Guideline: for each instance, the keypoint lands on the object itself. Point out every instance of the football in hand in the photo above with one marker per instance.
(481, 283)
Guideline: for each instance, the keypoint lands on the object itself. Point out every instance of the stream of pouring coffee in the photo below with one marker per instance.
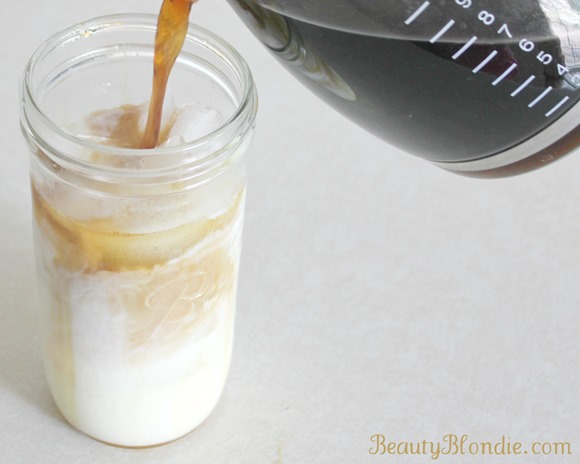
(171, 31)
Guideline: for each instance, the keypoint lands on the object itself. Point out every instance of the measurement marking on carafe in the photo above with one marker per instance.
(542, 95)
(447, 26)
(480, 66)
(506, 73)
(466, 47)
(557, 107)
(523, 86)
(417, 13)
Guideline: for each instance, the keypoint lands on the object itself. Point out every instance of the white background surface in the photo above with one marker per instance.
(378, 294)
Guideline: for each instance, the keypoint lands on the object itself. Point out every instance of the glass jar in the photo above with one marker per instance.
(137, 251)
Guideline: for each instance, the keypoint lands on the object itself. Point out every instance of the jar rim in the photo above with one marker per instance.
(242, 117)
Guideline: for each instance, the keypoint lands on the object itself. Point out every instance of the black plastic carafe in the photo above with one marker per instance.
(480, 87)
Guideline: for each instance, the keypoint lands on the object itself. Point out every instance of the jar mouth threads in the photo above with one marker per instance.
(111, 40)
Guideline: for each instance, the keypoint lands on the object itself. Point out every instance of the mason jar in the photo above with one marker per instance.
(137, 251)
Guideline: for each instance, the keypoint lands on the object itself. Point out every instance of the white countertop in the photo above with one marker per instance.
(378, 294)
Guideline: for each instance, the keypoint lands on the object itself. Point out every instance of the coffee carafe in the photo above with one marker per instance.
(484, 88)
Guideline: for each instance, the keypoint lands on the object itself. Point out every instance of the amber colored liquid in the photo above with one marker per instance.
(171, 31)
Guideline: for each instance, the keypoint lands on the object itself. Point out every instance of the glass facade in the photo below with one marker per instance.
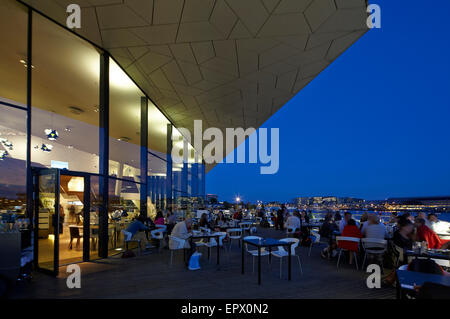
(52, 120)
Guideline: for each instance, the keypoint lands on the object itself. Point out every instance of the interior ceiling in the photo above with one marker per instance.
(230, 63)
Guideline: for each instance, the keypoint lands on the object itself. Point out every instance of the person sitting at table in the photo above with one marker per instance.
(441, 228)
(393, 218)
(182, 230)
(344, 221)
(403, 236)
(204, 221)
(351, 230)
(424, 217)
(220, 220)
(337, 217)
(363, 220)
(280, 220)
(137, 230)
(293, 221)
(326, 231)
(159, 218)
(373, 228)
(424, 233)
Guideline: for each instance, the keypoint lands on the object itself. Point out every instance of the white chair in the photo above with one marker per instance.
(213, 243)
(158, 234)
(340, 239)
(290, 231)
(128, 238)
(234, 234)
(281, 252)
(161, 227)
(374, 246)
(175, 243)
(254, 252)
(315, 239)
(245, 226)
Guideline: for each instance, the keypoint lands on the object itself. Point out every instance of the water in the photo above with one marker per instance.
(385, 216)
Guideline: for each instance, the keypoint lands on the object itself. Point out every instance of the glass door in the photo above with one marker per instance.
(77, 233)
(47, 219)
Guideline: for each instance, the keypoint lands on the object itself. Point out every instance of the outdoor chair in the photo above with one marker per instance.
(234, 234)
(175, 243)
(340, 239)
(281, 252)
(374, 247)
(128, 238)
(315, 239)
(158, 234)
(254, 252)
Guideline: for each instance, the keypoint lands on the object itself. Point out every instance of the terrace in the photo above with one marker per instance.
(151, 276)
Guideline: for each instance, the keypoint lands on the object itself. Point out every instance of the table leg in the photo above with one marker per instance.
(289, 264)
(242, 270)
(218, 250)
(259, 265)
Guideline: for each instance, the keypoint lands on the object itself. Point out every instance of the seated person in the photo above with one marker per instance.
(424, 217)
(393, 218)
(326, 231)
(159, 218)
(441, 228)
(343, 222)
(293, 222)
(137, 230)
(373, 228)
(424, 233)
(182, 230)
(350, 230)
(204, 221)
(220, 220)
(403, 236)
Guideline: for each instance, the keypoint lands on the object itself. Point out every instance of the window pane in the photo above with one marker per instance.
(157, 131)
(13, 55)
(125, 125)
(123, 206)
(13, 141)
(65, 99)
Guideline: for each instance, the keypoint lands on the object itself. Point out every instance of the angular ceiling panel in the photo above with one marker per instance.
(227, 62)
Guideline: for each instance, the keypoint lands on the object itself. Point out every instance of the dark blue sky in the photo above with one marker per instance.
(374, 124)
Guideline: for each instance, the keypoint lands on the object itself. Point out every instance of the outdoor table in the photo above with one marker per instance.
(407, 279)
(434, 254)
(208, 236)
(269, 243)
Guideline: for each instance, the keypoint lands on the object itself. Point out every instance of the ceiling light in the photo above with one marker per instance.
(76, 110)
(124, 139)
(3, 155)
(52, 135)
(46, 147)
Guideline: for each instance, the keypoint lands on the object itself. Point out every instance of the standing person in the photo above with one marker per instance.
(159, 218)
(182, 231)
(137, 230)
(280, 220)
(171, 220)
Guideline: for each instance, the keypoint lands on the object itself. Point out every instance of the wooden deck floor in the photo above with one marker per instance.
(149, 276)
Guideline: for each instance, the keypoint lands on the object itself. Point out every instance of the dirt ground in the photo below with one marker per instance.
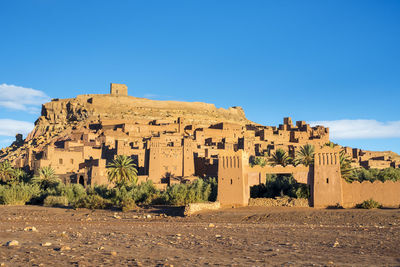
(251, 236)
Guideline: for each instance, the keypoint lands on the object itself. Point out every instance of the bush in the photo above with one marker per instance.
(280, 185)
(369, 204)
(55, 201)
(261, 161)
(92, 202)
(371, 175)
(74, 192)
(199, 191)
(128, 205)
(18, 194)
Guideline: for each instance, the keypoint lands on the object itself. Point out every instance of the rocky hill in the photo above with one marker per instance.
(62, 116)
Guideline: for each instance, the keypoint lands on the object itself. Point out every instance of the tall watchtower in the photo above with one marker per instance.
(118, 89)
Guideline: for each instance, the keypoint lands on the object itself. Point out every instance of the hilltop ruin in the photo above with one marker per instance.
(170, 141)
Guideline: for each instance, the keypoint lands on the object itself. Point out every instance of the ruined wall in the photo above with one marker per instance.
(327, 184)
(118, 89)
(387, 193)
(233, 187)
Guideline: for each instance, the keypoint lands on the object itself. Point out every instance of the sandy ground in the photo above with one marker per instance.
(231, 237)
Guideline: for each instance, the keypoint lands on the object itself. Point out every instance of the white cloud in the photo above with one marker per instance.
(10, 127)
(361, 129)
(21, 98)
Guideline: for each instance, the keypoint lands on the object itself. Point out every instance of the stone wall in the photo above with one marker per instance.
(193, 208)
(279, 202)
(387, 193)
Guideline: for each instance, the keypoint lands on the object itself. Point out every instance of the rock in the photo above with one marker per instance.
(12, 243)
(64, 248)
(30, 229)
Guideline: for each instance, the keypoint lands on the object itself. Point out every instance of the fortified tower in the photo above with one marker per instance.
(327, 185)
(118, 89)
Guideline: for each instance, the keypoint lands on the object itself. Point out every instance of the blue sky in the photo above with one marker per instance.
(336, 62)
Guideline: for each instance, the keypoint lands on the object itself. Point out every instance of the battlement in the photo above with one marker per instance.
(118, 89)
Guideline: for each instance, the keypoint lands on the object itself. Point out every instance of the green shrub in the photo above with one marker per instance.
(199, 191)
(261, 161)
(280, 185)
(369, 204)
(74, 192)
(128, 205)
(55, 201)
(92, 202)
(18, 194)
(372, 175)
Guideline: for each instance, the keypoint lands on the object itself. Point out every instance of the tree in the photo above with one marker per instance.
(6, 172)
(122, 171)
(331, 144)
(46, 177)
(279, 157)
(345, 166)
(305, 155)
(261, 161)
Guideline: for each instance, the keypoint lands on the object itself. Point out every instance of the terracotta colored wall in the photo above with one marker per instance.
(387, 193)
(233, 187)
(118, 89)
(327, 186)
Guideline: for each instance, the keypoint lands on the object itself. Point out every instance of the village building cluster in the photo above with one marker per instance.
(172, 149)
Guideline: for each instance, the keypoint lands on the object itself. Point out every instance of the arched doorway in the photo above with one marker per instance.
(81, 180)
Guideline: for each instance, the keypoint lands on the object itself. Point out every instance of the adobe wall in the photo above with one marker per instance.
(387, 193)
(233, 187)
(327, 182)
(300, 173)
(118, 89)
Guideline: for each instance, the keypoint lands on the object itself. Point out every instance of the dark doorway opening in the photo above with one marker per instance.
(81, 180)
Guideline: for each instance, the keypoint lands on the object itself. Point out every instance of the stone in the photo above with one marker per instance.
(30, 229)
(64, 248)
(12, 243)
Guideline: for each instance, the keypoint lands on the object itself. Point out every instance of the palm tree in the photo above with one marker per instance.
(6, 172)
(279, 157)
(46, 176)
(20, 174)
(331, 144)
(122, 171)
(305, 155)
(345, 166)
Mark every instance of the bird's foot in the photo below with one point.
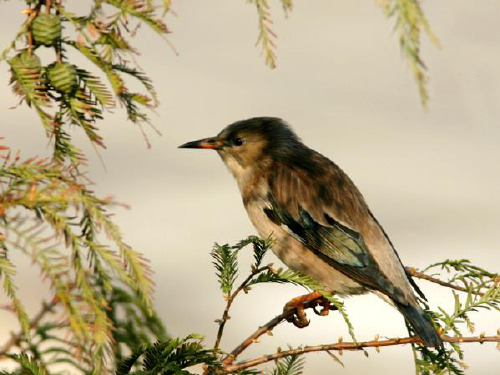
(299, 304)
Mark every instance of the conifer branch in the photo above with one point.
(230, 299)
(15, 338)
(341, 346)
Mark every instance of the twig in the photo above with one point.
(15, 338)
(266, 328)
(350, 346)
(423, 276)
(230, 299)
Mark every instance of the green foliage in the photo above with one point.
(410, 22)
(292, 365)
(226, 265)
(48, 214)
(481, 292)
(173, 356)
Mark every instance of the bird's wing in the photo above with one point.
(325, 212)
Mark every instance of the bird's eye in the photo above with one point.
(238, 141)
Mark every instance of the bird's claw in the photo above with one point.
(298, 305)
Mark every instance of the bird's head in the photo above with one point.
(250, 144)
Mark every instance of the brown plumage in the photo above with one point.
(321, 222)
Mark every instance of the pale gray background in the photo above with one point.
(431, 178)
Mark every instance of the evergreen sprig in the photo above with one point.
(64, 94)
(173, 356)
(410, 23)
(48, 214)
(226, 264)
(292, 365)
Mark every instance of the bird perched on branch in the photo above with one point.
(321, 222)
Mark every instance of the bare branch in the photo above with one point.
(266, 328)
(340, 346)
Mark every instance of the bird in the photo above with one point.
(321, 223)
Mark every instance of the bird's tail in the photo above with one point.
(421, 324)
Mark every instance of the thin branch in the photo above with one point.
(230, 299)
(16, 338)
(266, 328)
(423, 276)
(340, 346)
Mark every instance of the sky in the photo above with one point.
(431, 178)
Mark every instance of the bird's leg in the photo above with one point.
(299, 304)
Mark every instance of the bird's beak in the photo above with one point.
(206, 143)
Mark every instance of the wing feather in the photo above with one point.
(328, 222)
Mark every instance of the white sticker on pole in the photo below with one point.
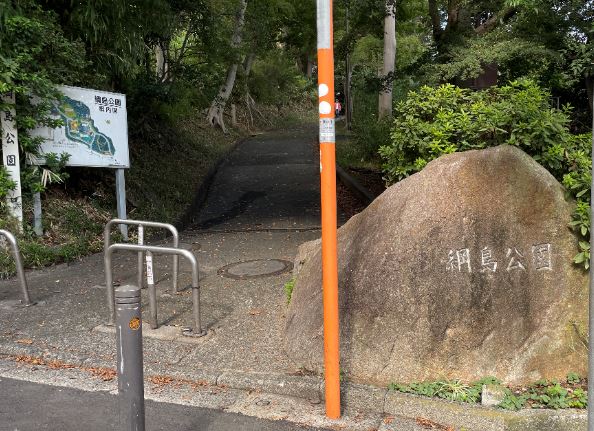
+ + + +
Written task:
Lay out everything from the line containing "Mark every instance of the bird's leg" down to the end of the listing as a numbered list, skipping blank lines and leaving out the pictures.

Final result:
1. Mark every instance of the bird's leg in the photo above with one point.
2. (299, 304)
3. Mark every instance of the bird's beak in the photo above with one point.
4. (206, 143)
5. Mark every instance of the wing feather in the photo above with one point.
6. (328, 222)
7. Mark every instance of the white sticker on pole in the photo below with one point.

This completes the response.